### GIVEN DATA
::::::::

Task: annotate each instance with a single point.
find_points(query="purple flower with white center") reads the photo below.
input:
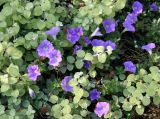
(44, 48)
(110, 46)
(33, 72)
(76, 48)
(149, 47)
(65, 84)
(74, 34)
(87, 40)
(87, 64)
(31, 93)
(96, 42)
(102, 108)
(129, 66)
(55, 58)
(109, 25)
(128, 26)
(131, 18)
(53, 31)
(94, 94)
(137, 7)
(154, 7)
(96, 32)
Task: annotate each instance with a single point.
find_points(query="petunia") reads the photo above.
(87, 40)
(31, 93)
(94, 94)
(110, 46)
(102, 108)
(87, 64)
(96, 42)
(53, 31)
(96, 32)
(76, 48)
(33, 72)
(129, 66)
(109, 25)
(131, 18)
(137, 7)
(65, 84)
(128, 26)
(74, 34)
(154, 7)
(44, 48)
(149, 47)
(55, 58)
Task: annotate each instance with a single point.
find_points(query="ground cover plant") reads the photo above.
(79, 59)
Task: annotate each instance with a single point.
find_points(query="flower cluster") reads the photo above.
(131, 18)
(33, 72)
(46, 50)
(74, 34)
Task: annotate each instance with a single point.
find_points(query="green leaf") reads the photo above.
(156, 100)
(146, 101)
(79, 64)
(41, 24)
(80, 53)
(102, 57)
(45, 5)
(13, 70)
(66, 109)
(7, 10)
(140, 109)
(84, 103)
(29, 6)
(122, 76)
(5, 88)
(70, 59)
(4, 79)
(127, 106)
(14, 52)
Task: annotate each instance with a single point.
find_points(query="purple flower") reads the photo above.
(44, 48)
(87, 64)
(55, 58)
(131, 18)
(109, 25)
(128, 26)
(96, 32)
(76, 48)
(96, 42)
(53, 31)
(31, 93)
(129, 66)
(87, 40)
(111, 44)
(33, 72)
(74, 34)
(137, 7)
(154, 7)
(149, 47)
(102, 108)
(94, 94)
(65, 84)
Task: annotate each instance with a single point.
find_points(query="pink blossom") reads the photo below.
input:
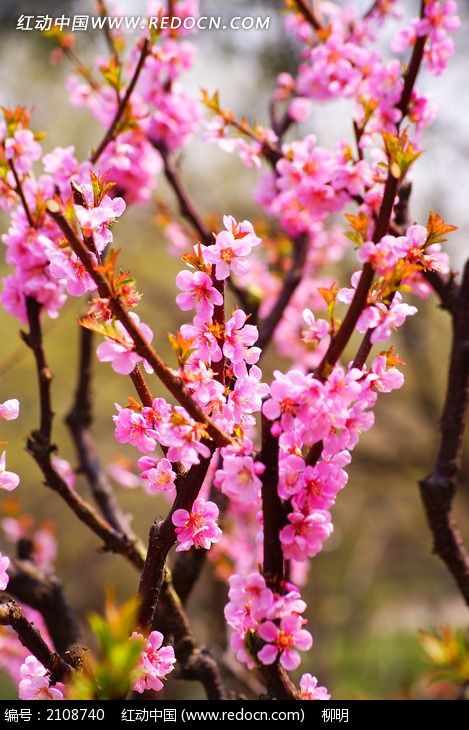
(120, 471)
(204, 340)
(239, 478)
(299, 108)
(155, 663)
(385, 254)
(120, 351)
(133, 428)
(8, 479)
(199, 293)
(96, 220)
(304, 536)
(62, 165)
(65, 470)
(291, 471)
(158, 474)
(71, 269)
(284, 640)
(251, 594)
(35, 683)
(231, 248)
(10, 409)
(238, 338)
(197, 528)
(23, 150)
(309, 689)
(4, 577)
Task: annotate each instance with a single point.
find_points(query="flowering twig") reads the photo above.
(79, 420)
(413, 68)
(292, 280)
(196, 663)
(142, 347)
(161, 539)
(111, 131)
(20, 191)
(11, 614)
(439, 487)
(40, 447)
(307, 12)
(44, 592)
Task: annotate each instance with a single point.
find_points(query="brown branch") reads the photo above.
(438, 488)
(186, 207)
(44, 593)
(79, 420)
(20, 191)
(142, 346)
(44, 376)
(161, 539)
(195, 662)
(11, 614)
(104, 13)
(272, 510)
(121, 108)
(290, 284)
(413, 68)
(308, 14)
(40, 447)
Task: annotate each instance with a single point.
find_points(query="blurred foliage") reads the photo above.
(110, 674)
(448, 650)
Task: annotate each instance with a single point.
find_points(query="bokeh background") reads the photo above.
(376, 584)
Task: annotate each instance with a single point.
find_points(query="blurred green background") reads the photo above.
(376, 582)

::::::::

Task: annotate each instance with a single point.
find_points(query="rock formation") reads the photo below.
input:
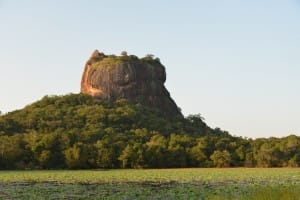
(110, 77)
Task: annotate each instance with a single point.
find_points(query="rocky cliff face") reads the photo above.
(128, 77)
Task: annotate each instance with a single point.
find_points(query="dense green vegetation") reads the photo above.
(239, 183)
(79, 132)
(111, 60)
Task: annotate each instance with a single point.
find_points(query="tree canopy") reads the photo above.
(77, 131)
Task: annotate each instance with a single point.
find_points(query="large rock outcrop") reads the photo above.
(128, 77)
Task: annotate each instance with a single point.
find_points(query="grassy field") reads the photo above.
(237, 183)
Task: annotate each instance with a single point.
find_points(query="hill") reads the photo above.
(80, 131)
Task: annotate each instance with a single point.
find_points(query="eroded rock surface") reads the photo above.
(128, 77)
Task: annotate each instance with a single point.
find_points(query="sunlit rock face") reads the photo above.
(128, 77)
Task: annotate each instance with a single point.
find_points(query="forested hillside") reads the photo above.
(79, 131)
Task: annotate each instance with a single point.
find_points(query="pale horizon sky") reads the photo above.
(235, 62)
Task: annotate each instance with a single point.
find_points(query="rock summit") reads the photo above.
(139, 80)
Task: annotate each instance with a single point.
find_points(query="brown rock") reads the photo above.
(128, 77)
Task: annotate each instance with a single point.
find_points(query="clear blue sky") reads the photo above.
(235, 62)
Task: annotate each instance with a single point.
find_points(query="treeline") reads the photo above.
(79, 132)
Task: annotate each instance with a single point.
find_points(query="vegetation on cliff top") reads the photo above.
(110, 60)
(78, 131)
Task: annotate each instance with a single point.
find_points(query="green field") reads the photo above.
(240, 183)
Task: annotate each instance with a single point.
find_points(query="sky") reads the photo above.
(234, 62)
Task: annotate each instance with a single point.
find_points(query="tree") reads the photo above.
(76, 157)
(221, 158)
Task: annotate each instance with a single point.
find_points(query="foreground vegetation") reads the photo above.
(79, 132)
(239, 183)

::::::::

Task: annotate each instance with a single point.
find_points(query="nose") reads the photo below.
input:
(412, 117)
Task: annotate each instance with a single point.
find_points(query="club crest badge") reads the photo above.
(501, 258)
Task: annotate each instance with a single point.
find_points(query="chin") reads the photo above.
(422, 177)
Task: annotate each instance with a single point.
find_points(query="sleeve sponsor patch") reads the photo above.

::::::::

### WHAT IS BEING ASKED
Look through the lines above and collect those with the word "below".

### EXERCISE RESPONSE
find_points(query="purple flower with white center") reads the photo below.
find_points(query="pink blossom") reads the photo below.
find_points(query="rock formation") reads the photo below.
find_points(query="nose") reads the photo below.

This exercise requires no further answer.